"""

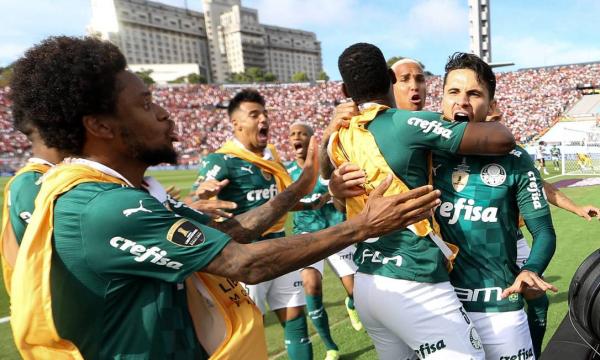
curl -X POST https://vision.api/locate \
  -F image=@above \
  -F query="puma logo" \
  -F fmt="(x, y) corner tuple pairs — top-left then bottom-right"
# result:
(240, 166), (254, 175)
(123, 200), (152, 217)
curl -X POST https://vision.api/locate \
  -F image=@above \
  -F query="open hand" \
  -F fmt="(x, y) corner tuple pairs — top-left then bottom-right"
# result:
(501, 270), (558, 299)
(329, 162), (366, 199)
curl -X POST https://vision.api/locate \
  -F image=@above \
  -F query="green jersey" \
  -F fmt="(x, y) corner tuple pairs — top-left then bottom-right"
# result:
(7, 171), (43, 245)
(354, 109), (466, 283)
(433, 147), (550, 312)
(194, 148), (283, 239)
(50, 183), (229, 359)
(286, 161), (328, 234)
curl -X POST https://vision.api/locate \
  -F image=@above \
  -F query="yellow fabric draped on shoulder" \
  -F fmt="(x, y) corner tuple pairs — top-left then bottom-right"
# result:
(0, 163), (51, 296)
(11, 164), (126, 360)
(327, 104), (458, 270)
(216, 141), (292, 235)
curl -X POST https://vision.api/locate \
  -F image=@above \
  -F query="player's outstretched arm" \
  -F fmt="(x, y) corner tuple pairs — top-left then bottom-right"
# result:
(544, 181), (600, 221)
(202, 176), (440, 284)
(209, 137), (319, 243)
(458, 121), (516, 155)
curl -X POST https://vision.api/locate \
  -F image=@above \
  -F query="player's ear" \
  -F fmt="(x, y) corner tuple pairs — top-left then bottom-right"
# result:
(488, 99), (498, 116)
(342, 83), (350, 97)
(388, 68), (398, 85)
(82, 115), (117, 139)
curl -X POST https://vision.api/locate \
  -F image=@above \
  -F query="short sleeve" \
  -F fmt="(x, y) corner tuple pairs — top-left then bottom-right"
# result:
(192, 153), (229, 192)
(508, 147), (550, 219)
(80, 188), (230, 282)
(394, 111), (467, 153)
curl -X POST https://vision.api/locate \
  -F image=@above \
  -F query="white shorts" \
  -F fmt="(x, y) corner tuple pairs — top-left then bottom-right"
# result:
(244, 271), (306, 315)
(354, 272), (485, 360)
(516, 238), (531, 269)
(468, 309), (535, 360)
(300, 245), (357, 278)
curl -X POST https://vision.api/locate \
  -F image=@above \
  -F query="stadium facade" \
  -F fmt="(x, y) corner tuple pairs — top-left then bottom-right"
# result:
(88, 0), (322, 83)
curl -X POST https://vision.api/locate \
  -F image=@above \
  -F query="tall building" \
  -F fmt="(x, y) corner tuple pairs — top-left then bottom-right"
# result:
(89, 0), (322, 83)
(469, 0), (492, 64)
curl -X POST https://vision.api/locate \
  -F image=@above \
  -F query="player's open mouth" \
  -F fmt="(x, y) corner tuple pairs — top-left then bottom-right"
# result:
(410, 94), (421, 104)
(257, 128), (269, 142)
(454, 112), (469, 122)
(294, 141), (304, 154)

"""

The problem => Reproduce all of the records above word for word, leaving out the pictures.

Answer to the task =>
curl -X POST https://vision.api/locate \
  -F image=@above \
  -F query="puma logo" \
  -F fmt="(x, y) corner tuple pairs — top-left then bottom-right"
# result:
(240, 166), (254, 175)
(123, 200), (152, 217)
curl -X POST https://vision.api/locate \
  -F image=@above \
  -F query="open hand" \
  -F fmt="(x, y) corner tuple pairs — top-left then bottom-right"
# result:
(501, 270), (558, 299)
(329, 162), (366, 199)
curl -X POST https://vision.api/locate \
  -F image=@above \
  -F query="green jersey" \
  -F fmt="(x, y) corner tuple pairs — top-left then bottom-right"
# result:
(7, 171), (43, 245)
(354, 109), (466, 283)
(433, 147), (550, 312)
(194, 148), (283, 239)
(50, 183), (229, 359)
(286, 161), (328, 234)
curl -X POST https://vision.api/locate \
  -F image=@above \
  -F query="yellow fabric draped on shoulder" \
  -F fmt="(x, y) corner tuple pairs — top-left then bottom-right"
# result:
(0, 163), (51, 296)
(11, 164), (126, 360)
(327, 104), (458, 270)
(216, 141), (292, 235)
curl -X POST https://vision.api/locate \
  -F image=@above \
  -F query="player's outstretched arm" \
  -F fmt="(x, y) corner tuple pairs — top-left then bottom-right"
# result:
(544, 181), (600, 221)
(202, 176), (440, 284)
(209, 137), (319, 243)
(458, 121), (516, 155)
curl -X POST https://vision.api/locate \
  -F image=@above \
  -F query="player's ear" \
  -F fmt="(x, y) corner tuple pairs — top-left then bottom-right"
# result:
(488, 99), (498, 116)
(342, 83), (350, 97)
(388, 68), (398, 85)
(82, 115), (117, 139)
curl -X POST https://vision.api/locate \
  -F image=@above \
  -F query="short sleeve" \
  -F fmt="(x, y) corner tuple pairs — top-left then bottom-right"
# result:
(192, 153), (229, 192)
(508, 147), (550, 219)
(80, 188), (230, 282)
(394, 111), (467, 153)
curl -X POST https://vision.api/locate \
  -F image=@above \
  -F query="white shorts" \
  -F fmt="(x, y) corner tuple pairs — top-left then bottom-right"
# result:
(244, 271), (306, 315)
(354, 272), (485, 360)
(516, 238), (531, 269)
(468, 309), (535, 360)
(300, 245), (357, 278)
curl -X POST https://vision.api/locate \
  -F image=@above \
  -F query="stadium facade" \
  -F fmt="(x, y) corner tuple pairs — top-left then bottom-right"
# result:
(88, 0), (322, 83)
curl -X POST https://vision.api/locate \
  -F image=@above \
  -F query="tall building" \
  -F fmt="(x, y) corner tuple pairs — top-left then bottom-right"
# result:
(89, 0), (322, 83)
(469, 0), (492, 64)
curl -X POST https://vision.api/locate \
  -F image=@above \
  -F query="player's open mouth" \
  -F fmt="(x, y) corner tuple pairs — top-left then bottom-right"
# result:
(410, 94), (421, 104)
(257, 128), (269, 142)
(454, 112), (469, 122)
(294, 141), (304, 154)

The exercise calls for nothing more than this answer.